start Input data
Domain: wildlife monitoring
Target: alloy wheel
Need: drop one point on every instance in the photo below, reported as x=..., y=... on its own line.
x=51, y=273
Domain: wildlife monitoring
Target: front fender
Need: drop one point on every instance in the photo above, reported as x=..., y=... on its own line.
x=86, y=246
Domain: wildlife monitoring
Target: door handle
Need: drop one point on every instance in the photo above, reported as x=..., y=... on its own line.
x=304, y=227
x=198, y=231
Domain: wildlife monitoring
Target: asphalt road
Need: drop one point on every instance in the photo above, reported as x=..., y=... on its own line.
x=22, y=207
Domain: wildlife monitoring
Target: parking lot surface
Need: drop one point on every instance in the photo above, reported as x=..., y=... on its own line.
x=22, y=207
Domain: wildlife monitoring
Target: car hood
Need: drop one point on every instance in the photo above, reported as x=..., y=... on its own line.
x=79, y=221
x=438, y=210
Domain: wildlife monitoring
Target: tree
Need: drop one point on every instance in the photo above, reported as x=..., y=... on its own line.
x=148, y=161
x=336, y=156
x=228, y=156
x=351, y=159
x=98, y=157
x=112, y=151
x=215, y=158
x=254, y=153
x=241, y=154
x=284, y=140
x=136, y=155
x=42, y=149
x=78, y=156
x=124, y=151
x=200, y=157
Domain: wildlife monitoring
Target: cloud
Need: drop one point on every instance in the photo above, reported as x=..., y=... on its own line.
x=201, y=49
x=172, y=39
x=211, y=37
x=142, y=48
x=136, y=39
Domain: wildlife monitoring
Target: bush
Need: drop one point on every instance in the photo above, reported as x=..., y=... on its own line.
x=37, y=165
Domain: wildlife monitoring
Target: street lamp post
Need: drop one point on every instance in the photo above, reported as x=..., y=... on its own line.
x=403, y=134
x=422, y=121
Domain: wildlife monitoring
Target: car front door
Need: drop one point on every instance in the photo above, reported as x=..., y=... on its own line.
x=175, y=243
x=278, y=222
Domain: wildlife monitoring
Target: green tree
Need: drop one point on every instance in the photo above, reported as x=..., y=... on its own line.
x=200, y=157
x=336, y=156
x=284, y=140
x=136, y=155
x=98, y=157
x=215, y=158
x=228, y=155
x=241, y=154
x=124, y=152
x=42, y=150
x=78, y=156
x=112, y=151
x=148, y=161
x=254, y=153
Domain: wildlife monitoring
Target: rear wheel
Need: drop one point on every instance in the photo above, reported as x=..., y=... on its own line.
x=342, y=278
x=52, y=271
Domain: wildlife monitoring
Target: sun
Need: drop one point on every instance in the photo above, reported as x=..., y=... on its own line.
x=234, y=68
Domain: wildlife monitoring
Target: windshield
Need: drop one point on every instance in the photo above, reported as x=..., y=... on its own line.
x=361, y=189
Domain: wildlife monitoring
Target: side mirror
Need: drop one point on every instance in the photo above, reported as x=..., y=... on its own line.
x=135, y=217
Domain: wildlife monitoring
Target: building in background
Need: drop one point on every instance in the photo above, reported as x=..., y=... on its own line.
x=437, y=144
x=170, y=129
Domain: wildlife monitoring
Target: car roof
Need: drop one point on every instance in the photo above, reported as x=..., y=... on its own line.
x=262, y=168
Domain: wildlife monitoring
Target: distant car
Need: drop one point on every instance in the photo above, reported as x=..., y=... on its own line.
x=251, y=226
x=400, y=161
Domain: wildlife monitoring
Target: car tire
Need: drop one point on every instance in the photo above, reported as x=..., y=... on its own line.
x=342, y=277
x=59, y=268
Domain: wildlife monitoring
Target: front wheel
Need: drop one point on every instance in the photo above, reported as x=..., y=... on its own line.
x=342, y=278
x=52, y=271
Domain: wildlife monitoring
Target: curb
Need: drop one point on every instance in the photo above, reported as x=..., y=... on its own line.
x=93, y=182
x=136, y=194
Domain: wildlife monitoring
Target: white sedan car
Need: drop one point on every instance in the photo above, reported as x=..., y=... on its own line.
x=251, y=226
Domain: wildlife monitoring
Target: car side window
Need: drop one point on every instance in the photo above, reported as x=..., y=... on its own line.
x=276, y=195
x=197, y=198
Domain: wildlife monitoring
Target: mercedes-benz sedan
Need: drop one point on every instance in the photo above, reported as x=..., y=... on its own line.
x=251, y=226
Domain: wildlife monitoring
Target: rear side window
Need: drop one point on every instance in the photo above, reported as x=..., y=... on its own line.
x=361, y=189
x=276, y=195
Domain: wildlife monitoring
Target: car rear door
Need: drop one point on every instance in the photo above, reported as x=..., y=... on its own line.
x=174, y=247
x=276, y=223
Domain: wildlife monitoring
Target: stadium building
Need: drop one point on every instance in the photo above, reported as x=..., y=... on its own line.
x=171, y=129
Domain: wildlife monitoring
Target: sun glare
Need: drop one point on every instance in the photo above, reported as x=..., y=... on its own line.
end Input data
Goal:
All of the entries need to be reproduced exactly; please write them out.

Solution to this exercise:
Domain: wildlife monitoring
Target: alloy wheel
Need: drop one point on every instance in the photo below, reported as x=..., y=... on its own line.
x=51, y=273
Domain: wildlife monitoring
Target: front fender
Need: drop one point on every instance in the photo above, reported as x=..., y=... on its own line.
x=86, y=246
Domain: wildlife monitoring
Target: door handle
Need: drop one point on every instance in the photo above, reported as x=..., y=... on its own line.
x=304, y=227
x=198, y=231
Domain: wildlife monitoring
Target: asphalt road
Need: drop one point on every instance in the photo above, reported as x=..., y=... on its own line.
x=22, y=207
Domain: wildlife monitoring
Target: parking lot surface
Need: drop one point on every instance in the photo above, reported as x=..., y=... on its own line.
x=22, y=207
Domain: wildlife monitoring
Target: car hood
Need: drop one point on every instance in the photo above, reported as x=..., y=... on its own line.
x=79, y=221
x=438, y=210
Domain: wildlife monitoring
Target: tree
Need: drop one point on every instance in the photo above, reported as x=..., y=... on its own line.
x=148, y=161
x=336, y=156
x=228, y=156
x=351, y=159
x=98, y=157
x=112, y=151
x=215, y=158
x=254, y=153
x=241, y=154
x=284, y=140
x=136, y=155
x=42, y=149
x=78, y=156
x=124, y=151
x=200, y=157
Domain: wildlife monitoring
Target: cloud
Need: drop one point on every instance in the photo above, reported as x=..., y=... on its own line.
x=201, y=49
x=172, y=39
x=211, y=37
x=142, y=48
x=136, y=39
Domain: wildlife monitoring
Target: bush
Need: drop one point on every instance in the photo above, reported as x=..., y=... on its own line.
x=37, y=165
Domain: wildlife monitoring
Target: street lamp post
Need: drop one point on every instance in the photo above, reported as x=..., y=... on its own line.
x=403, y=134
x=422, y=121
Domain: wildlife monitoring
Target: car front door
Need: drop one point on every instance in the photo above, reported as x=..., y=... on its own line.
x=175, y=243
x=278, y=222
Domain: wildlife monitoring
Target: green tree
Need: drop one point on every instance in the photo above, reported as x=..., y=... on its own line.
x=200, y=157
x=336, y=156
x=284, y=140
x=136, y=155
x=98, y=157
x=215, y=158
x=228, y=155
x=241, y=154
x=124, y=152
x=42, y=150
x=78, y=156
x=112, y=151
x=148, y=161
x=254, y=153
Domain: wildlife monitoring
Target: rear wheel
Need: drop one point on every instance in the photo above, reported as x=..., y=... on its own line.
x=342, y=278
x=52, y=271
Domain: wildlife monitoring
Target: sun
Need: drop one point on every instance in the photo above, reported as x=..., y=... on its own line.
x=234, y=68
Domain: wildlife monitoring
Target: windshield
Need: drop one point on every instance in the photo above, reported as x=..., y=... on its own line.
x=361, y=189
Domain: wildlife monitoring
Target: side mirror
Need: drop one point on every instance in the photo above, reported as x=..., y=... on its own line.
x=135, y=217
Domain: wildlife monitoring
Target: building in background
Need: drop one point on every instance in the photo above, reported as x=..., y=... on its own line.
x=437, y=144
x=170, y=129
Domain: wildlife monitoring
Target: car roof
Need: drop one point on every instance in the photo above, reported as x=..., y=... on its own line.
x=262, y=168
Domain: wildlife monitoring
Target: distant car
Need: drop one point on every instance in the photo above, reported as x=..., y=... on its own line.
x=251, y=226
x=400, y=161
Domain: wildlife monitoring
Target: car tire
Need: drop one point on every instance in the photo above, reported as x=..., y=... on its own line.
x=342, y=277
x=59, y=268
Domain: wildlife monitoring
Target: front wheel
Need: drop one point on every instance in the photo above, reported as x=..., y=... on its own line.
x=342, y=278
x=52, y=271
Domain: wildlife monitoring
Target: curb
Need: drop one point on every instance in the photo above, reported as x=..., y=... on its own line.
x=93, y=182
x=136, y=194
Domain: wildlife monitoring
Target: white sedan car
Need: drop one point on every instance in the photo above, reported as x=..., y=... on its own line.
x=251, y=226
Domain: wildlife monitoring
Target: car side window
Need: drop one point on every instance in the photo above, reported as x=..., y=... on its own line.
x=276, y=195
x=197, y=198
Domain: wildlife monitoring
Target: mercedes-benz sedan
Need: drop one point on every instance in the photo above, reported as x=..., y=... on its own line.
x=251, y=226
Domain: wildlife monitoring
Target: rear side window
Need: drop one point on every instance in the photo above, reported as x=..., y=... on its own line.
x=361, y=189
x=276, y=195
Domain: wildlife monitoring
Target: car rear door
Need: drop one point on every instance in the photo above, reported as x=..., y=... on its own line.
x=174, y=247
x=276, y=223
Domain: wildlife monitoring
Target: stadium building
Need: drop one point on every instance in the photo above, reported as x=..., y=... on its own line.
x=171, y=129
Domain: wildlife monitoring
Target: sun glare
Need: drop one point on every instance in the photo above, reported as x=..., y=... on its own line.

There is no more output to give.